> **Extracted information**:
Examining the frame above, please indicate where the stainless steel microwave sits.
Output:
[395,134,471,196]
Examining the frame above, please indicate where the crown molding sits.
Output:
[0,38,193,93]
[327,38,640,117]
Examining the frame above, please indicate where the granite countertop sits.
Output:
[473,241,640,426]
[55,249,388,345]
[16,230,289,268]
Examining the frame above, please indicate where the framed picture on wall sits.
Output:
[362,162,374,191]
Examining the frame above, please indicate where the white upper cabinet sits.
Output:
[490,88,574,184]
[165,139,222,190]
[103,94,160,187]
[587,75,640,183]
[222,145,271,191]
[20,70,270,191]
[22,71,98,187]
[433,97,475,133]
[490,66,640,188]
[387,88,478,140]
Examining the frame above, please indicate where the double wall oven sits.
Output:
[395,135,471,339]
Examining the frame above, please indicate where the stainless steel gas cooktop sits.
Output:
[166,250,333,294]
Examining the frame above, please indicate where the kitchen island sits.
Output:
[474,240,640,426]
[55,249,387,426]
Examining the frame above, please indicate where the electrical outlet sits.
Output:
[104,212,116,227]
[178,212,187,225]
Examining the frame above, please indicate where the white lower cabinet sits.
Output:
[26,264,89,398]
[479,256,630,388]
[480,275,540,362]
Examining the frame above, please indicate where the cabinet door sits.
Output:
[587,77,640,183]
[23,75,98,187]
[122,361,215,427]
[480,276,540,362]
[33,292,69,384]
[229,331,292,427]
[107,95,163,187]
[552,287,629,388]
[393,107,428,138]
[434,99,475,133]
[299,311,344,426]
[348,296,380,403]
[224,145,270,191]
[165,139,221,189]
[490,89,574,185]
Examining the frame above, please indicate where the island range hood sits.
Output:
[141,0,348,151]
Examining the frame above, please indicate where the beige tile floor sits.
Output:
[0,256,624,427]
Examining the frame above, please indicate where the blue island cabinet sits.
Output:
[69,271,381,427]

> **What this task involves**: Reproduce every entry above, keeping each line and character unchanged.

> **Solved problem**:
Examining the frame above, please indicate where the stainless steel microwave sits.
Output:
[395,134,471,196]
Examining the frame above, please indicate where the crown molding sits.
Output:
[0,38,193,93]
[327,38,640,117]
Examining the frame above, please indicate where the granite countertop sits.
Output:
[473,241,640,426]
[55,249,388,345]
[16,230,289,268]
Examining the frame above, please indicate where the framed picture on wall sits.
Output:
[362,162,374,191]
Examining the frame above, please indicate where the white upper cabinet sits.
Output:
[490,88,574,184]
[165,139,222,190]
[103,94,160,187]
[587,75,640,183]
[222,145,271,191]
[20,70,270,191]
[22,71,98,187]
[433,97,475,133]
[490,66,640,188]
[387,88,478,140]
Examining the frame above, please indicate where the double wall oven sits.
Output:
[395,135,471,339]
Examining the frame above, please indicate where the stainless steel gas cooktop sits.
Output:
[166,250,333,294]
Examining the frame above, please indicate where the kitchen island sits.
Output:
[474,240,640,426]
[55,249,387,426]
Examining the frame above, please indicate where the electrical outlet sits.
Output:
[104,212,116,227]
[178,212,187,225]
Examining the frame above, please indicate where the white lower cabinet sits.
Output:
[26,264,89,398]
[479,256,630,388]
[480,275,540,362]
Examining the frame above, please indicate where the cabinet door sits.
Output:
[587,77,640,183]
[23,75,98,187]
[122,361,215,427]
[480,276,540,362]
[33,292,69,384]
[229,331,292,427]
[107,95,163,187]
[552,287,629,388]
[393,107,428,138]
[434,99,475,133]
[299,311,344,426]
[348,296,380,403]
[224,145,270,191]
[165,139,221,189]
[490,89,574,185]
Examining the frame above, please indicate where the island range hood sits.
Output:
[141,0,348,151]
Examining the frame above, please indicate where the beige tile floor sits.
Output:
[0,256,624,427]
Examining the frame above, please indicate where the blue island cabinet sits.
Output:
[69,271,381,427]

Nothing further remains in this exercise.